>>
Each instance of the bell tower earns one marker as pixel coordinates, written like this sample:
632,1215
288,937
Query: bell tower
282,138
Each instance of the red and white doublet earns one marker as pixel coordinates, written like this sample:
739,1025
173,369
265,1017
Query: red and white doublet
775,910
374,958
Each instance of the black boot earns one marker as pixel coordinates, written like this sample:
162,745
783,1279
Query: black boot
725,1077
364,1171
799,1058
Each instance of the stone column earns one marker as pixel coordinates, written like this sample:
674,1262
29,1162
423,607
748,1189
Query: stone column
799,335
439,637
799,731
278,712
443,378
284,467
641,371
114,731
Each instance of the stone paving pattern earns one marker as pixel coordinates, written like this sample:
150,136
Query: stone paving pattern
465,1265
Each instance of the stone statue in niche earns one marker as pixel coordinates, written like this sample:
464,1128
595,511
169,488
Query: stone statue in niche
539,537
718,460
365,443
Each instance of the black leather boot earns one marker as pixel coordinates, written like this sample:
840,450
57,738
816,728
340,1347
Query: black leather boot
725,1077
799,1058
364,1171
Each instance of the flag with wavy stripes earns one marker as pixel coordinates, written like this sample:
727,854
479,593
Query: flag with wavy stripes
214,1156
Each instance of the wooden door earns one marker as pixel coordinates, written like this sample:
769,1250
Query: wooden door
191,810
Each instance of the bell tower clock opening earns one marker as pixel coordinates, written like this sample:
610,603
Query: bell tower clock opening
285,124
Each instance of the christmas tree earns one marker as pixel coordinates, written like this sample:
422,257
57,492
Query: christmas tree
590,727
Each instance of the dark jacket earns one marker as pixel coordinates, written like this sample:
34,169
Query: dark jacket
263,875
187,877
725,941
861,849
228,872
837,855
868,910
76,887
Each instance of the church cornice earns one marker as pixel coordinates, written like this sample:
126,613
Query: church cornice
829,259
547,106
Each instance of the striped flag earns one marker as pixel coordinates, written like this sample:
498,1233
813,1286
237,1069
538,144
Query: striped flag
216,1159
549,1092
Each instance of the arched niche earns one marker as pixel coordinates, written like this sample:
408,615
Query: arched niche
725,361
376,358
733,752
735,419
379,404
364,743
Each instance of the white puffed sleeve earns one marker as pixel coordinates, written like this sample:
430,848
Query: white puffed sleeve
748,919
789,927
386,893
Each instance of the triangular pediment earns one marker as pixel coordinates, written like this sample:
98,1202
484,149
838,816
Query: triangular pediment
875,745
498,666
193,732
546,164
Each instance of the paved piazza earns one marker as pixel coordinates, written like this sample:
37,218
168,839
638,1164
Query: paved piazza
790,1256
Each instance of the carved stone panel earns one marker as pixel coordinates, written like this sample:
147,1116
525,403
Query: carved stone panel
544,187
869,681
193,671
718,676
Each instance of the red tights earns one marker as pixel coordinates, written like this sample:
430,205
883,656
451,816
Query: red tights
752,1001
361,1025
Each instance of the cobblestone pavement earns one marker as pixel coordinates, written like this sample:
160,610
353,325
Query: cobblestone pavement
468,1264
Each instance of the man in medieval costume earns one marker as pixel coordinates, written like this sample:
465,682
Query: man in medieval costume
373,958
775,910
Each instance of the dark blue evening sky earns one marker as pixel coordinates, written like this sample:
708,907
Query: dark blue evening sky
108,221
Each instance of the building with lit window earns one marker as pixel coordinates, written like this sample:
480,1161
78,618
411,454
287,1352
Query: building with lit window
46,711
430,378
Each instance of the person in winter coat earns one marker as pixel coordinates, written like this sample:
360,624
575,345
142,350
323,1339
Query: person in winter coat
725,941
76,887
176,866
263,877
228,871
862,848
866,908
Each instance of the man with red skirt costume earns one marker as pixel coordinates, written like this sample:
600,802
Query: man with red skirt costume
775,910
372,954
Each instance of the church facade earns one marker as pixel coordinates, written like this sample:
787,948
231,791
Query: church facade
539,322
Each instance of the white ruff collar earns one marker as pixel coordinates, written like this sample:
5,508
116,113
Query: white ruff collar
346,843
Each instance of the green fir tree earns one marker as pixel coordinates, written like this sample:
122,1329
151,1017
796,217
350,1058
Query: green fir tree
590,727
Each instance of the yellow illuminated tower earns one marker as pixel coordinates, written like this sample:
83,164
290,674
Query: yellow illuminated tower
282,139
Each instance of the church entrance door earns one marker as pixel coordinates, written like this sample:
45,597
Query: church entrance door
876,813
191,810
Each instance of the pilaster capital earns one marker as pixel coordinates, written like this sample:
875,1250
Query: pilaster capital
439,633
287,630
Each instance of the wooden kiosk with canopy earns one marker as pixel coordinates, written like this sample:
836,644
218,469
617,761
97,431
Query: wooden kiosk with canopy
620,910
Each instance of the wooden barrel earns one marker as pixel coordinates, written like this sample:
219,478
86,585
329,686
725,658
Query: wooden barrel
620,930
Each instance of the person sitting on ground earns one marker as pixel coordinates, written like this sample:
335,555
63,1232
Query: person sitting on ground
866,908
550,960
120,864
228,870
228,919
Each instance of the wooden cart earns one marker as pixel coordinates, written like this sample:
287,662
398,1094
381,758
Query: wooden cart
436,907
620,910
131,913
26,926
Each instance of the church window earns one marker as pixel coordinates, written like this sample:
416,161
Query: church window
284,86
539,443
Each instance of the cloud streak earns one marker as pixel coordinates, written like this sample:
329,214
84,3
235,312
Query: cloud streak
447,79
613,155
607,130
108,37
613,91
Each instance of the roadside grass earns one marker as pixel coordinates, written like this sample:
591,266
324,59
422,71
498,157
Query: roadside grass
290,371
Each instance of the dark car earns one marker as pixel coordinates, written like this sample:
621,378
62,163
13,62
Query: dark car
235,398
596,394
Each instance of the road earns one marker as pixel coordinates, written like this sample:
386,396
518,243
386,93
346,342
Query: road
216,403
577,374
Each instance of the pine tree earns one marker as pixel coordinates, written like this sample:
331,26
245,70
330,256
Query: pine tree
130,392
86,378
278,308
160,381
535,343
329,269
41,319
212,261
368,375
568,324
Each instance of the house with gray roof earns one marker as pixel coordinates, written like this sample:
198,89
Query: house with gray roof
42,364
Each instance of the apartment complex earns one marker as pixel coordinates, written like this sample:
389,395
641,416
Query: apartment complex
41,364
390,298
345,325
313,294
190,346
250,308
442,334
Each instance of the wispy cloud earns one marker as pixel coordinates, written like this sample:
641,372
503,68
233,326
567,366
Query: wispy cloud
<<
→ **Given exercise**
The whole listing above needs to be written out again exactly.

→ **Complete response**
Each instance of the bell tower earns one marker as pixel coordinates, written like this sample:
632,1215
288,937
Query: bell tower
282,138
Each instance of the red and white doublet earns one marker as pixel coordinates, written like this sample:
739,1025
173,369
265,1017
Query: red and white doublet
775,910
374,958
Each instance of the black boot earns one marker as pixel coordinates, written like this sample:
162,745
783,1279
Query: black boot
725,1077
364,1171
799,1058
Each instance of the stone column earns one marker as pixel coordinates, written like this sample:
674,1262
29,1162
423,607
748,1189
Query: stone column
799,335
439,637
799,731
278,712
443,378
284,467
641,371
114,731
Each instance of the stone paving pattern earns one marker as pixel coordinates, written like this sample:
150,136
Query: stone paving pattern
465,1265
Each instance of the stone statue in niche earns one marker as pixel coordinates, written like this sample:
464,1128
595,511
169,488
Query: stone statue in niche
539,537
718,460
365,443
Each instance of the black leather boot earns one marker as pixel coordinates, written like this sample:
840,450
57,738
816,728
340,1347
Query: black leather boot
725,1077
799,1058
364,1171
Each instance of the flag with wavy stripes earns one marker as pixel coordinates, written like this sample:
727,854
479,593
Query: flag with wavy stripes
214,1156
Each instance of the wooden door earns one marker as pixel coordinates, written like this sample:
769,1250
Query: wooden door
191,810
Each instance of the bell tower clock opening earns one marker as pixel coordinates, written like this sample:
610,603
Query: bell tower clock opening
285,124
Each instance of the christmas tree earns one marker as pixel coordinates, written like this sample:
422,257
57,492
Query: christmas tree
590,727
Each instance of the dark jacket earns one marker as pixel coordinates, written like this sample:
34,169
Query: dark jacket
263,875
187,877
725,941
861,849
228,872
837,855
868,910
76,887
Each instance of the church cornice earns one marker as pixel coordinates, written like this sample:
126,613
Query: church cornice
829,259
547,106
Each instance of the striped flag earns one marker as pixel coordinates, written like this sample:
498,1233
813,1286
237,1069
538,144
Query: striped flag
216,1159
549,1092
Each instance of the arched niche earns one marker as pixel coordinates, written like this sample:
408,615
Query: arched niche
725,361
376,358
733,752
735,419
379,404
364,743
Each instance of the white puffed sleeve earns one marker as pixel coordinates, written like this sample:
430,848
Query: white puffed sleeve
748,919
789,927
386,893
Each instance of the triangular pediment earns one marker as pixel coordinates, written like this sample:
98,1202
484,149
838,816
Query: triangular pediment
875,745
498,666
193,732
546,164
Each instance of the paved piazza earns one marker as pixel coordinates, written like this sample:
37,218
168,839
638,1164
Query: paved piazza
790,1256
Each instance of the carved stone panel earns one marker as pixel coordinates, written like this sample:
147,1116
525,403
Query: carved stone panel
544,187
869,681
193,671
718,676
Each instance of the red tights earns one marker as pixel coordinates, written like this sample:
430,205
883,656
451,816
Query: red tights
752,1001
361,1025
Each instance of the cobblestone pavement earns one marker as pixel coordinates, written like this sample:
160,610
353,325
Query: cobblestone pavement
468,1264
Each instance of the man in medieval costume earns one marker as pixel coordinates, written like this sample:
465,682
Query: man in medieval costume
373,958
775,910
Each instance of the dark blue evening sky earns one marker as pixel coordinates, written like this sample:
708,907
Query: dark blue evening sky
108,221
Each instance of the building with lit window earns one marker as pixel coordinates, written like this sample:
480,1161
78,618
411,454
287,1352
Query: building with lit window
46,711
430,378
Each instance of the person in winter coat earns one marker as pixel coordinates, written like this sample:
360,624
575,345
142,350
323,1339
Query: person in winter coat
725,941
76,887
176,866
263,877
228,871
862,848
866,908
Each instance of the man with red skirt costume earns one marker as pixel coordinates, written like this sample:
600,802
Query: man with red skirt costume
775,910
372,954
Each instance of the church facade earns one marker as pixel coordinates, written like this sample:
787,948
231,791
Query: church facade
539,322
Each instance of the white ruff collar earns one marker as pixel coordinates, written like this sample:
5,508
116,113
Query: white ruff collar
346,843
Each instance of the green fir tree earns one marker as pixel coordinates, written like this sample:
122,1329
151,1017
796,217
350,1058
Query: green fir tree
590,727
Each instance of the yellow illuminated tower earns one marker as pixel coordinates, written like this sample:
83,164
290,674
Query: yellow illuminated tower
282,139
Each instance of the church entrance door earns one marker as pixel coordinates, written like this sample:
45,597
Query: church entrance door
876,813
191,810
Each instance of the pilaster capital earns one marker as pixel coordinates, written like this sample:
875,1250
Query: pilaster capital
439,633
287,630
Each instance of the wooden kiosk with canopy earns one marker as pixel coordinates, written like this sample:
836,644
218,469
617,761
97,431
Query: wooden kiosk with canopy
620,910
Each instance of the wooden barrel earns one marker as pixel coordinates, written like this sample:
219,478
86,585
329,686
725,658
Query: wooden barrel
620,930
Each instance of the person sitting on ground earns one marker as pixel coordinates, written like this sample:
335,555
63,1232
Query: person sitting on ground
866,908
550,960
120,864
228,870
228,919
Each instance of the wooden cart earns one marker as pixel coordinates, written like this sample:
287,662
398,1094
381,758
Query: wooden cart
436,907
620,910
131,913
26,926
Each instance of the church window earns one marker as pixel coordinates, written like this sample:
416,161
Query: church window
284,86
539,443
Each instance of the cloud streak earns one marker as pixel coordinates, written like this sample:
329,214
84,3
235,312
Query: cloud streak
447,79
613,155
607,130
108,37
613,91
Each instance of the roadside grass earns one marker as pixel coordinates, written like this sample:
591,266
324,59
422,71
498,157
Query: roadside grass
290,371
Each instance of the dark car earns one marker as pixel coordinates, written like this sample:
621,378
62,163
13,62
Query: dark car
235,398
596,394
Each instance of the road earns one marker as pixel coordinates, written like this sample:
386,396
518,243
386,93
346,342
Query: road
216,403
577,374
Each instance of the pine tree earns one marker as pixel coordinates, written like this sample:
331,26
245,70
330,256
Query: pine tree
130,392
86,378
278,308
160,381
535,343
329,269
41,319
212,261
368,375
568,324
Each instance of the house with gray roof earns one marker as pixel coordinates, written like this sample:
198,89
Query: house with gray roof
42,364
Each instance of the apartment complex earns one marker as pixel coordinates, written like this sample:
389,395
641,416
Query: apartment complex
41,364
390,298
345,325
313,294
190,346
250,308
442,334
Each instance of the wispy cloud earns one marker as pixel coordinates, written like this sample:
641,372
503,68
233,326
567,366
Query: wispy cloud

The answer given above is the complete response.